=== ページ抜粋 ===

A1: 粘液栓により生じた病変は限局性でありましたが、基礎に慢性間質性肺炎というびまん性肺疾患が存在していたからです。呼吸困難の原因はステロイド中断によって生じた慢性間質性肺炎の再燃が主因と考えられます。

Q2: ならばなぜ粘液栓を除去しただけで2日後に呼吸症状が改善したのか?
A2: 内視鏡処置後、院内で採取した標本を非感染性の粘液主体と簡易診断しており、粘液栓と暫定診断を下しておりました。その時点で、検査直後より慢性間質性肺炎治療としてのステロイド再開可能と判断し投与を始めました。検査後2日で呼吸症状が改善したのは、ステロイドの反応ということもあると考えられます。

Q3: 粘液除去の処置に用いた道具について詳しく教えてください。
A3: 内視鏡処置具の生検鉗子です。気管支鏡内にある1.2mmのチャネル孔を通じ手元から挿入し、先端が小さなカップ状のフィラリア鉗子のようになっていて内視鏡外で開いたり閉じたりできます。今回は粘液でしたので、はさんで引っ張り出すというような感覚で3回繰り返しました。

Q4: これだけの低酸素血症にどのような麻酔方法を施したのか? また、全身麻酔下に気管支鏡検査が実施可能と判断した根拠は何か?

=== 提供データ ===

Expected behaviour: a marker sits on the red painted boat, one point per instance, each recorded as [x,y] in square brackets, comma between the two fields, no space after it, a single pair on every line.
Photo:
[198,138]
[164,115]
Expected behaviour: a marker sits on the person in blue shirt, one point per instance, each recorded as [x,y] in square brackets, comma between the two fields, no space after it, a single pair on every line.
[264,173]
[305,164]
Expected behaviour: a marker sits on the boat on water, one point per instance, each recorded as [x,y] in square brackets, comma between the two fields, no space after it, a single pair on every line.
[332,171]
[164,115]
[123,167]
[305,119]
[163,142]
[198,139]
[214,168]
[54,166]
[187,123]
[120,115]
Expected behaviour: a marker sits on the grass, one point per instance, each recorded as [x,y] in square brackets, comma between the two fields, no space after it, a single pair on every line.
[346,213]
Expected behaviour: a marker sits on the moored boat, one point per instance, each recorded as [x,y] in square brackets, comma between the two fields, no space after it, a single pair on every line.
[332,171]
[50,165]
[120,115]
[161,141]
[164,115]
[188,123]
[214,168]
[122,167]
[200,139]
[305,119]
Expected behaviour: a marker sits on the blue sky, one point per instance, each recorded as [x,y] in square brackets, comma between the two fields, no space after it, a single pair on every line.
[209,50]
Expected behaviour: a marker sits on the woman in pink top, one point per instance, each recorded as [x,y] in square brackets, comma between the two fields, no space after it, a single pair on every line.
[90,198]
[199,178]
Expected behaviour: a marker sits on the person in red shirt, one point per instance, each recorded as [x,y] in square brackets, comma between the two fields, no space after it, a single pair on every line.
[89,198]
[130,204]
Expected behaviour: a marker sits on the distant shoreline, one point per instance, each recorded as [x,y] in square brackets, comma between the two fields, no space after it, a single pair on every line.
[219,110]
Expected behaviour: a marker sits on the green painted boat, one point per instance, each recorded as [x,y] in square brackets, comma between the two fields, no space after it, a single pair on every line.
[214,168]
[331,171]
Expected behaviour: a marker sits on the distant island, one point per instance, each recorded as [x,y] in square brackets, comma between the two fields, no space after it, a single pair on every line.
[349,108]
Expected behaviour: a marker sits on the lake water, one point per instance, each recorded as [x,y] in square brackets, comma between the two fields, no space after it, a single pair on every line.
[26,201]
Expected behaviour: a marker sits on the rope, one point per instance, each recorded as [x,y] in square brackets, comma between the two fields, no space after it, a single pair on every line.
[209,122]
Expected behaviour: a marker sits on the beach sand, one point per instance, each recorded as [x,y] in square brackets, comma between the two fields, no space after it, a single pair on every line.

===

練習問題:
1. 粘液栓に関する質疑応答の文章のうち、「A2: 内視鏡処置後、院内で」から「な感覚で3回繰り返しました。」までを一字一句違えずに書き写してください。
2. 粘液栓に関する質疑応答の文章を、最後の文の後から書き継いでください。

問題の解答:
1.
A2: 内視鏡処置後、院内で採取した標本を非感染性の粘液主体と簡易診断しており、粘液栓と暫定診断を下しておりました。その時点で、検査直後より慢性間質性肺炎治療としてのステロイド再開可能と判断し投与を始めました。検査後2日で呼吸症状が改善したのは、ステロイドの反応ということもあると考えられます。

Q3: 粘液除去の処置に用いた道具について詳しく教えてください。
A3: 内視鏡処置具の生検鉗子です。気管支鏡内にある1.2mmのチャネル孔を通じ手元から挿入し、先端が小さなカップ状のフィラリア鉗子のようになっていて内視鏡外で開いたり閉じたりできます。今回は粘液でしたので、はさんで引っ張り出すというような感覚で3回繰り返しました。

2.
A4: 特別な麻酔方法は施しておりません。通常の鎮静・導入にて気管内挿管後、100%酸素投与下に吸入麻酔で仰臥保定をとり、ラリンゲルマスクに交換し、Y字アダプターで一方より酸素、一方より気管支鏡を挿入して検査を行っています。Spo2が90以下に低下したらスコープを一度抜き、回路をクローズして酸素投与し、Spo2が96-97程度まで回復したら再びスコープを挿入して検査を再開します。この症例では、基礎疾患が慢性間質性肺炎であり低酸素血症の機序が拡散障害であり、気道閉塞性疾患ではないので100%酸素投与はむしろ肺機能を確実にサポートすることができると判断しました。重度の気管支肺炎や喘息症状を伴い検査前に高炭酸ガス血症を示したり、Paco2が45mm Hg以上を示すような重度の換気障害をすでに示していたりするような症例では気管支鏡検査の適応を慎重に判断する必要があると考えます。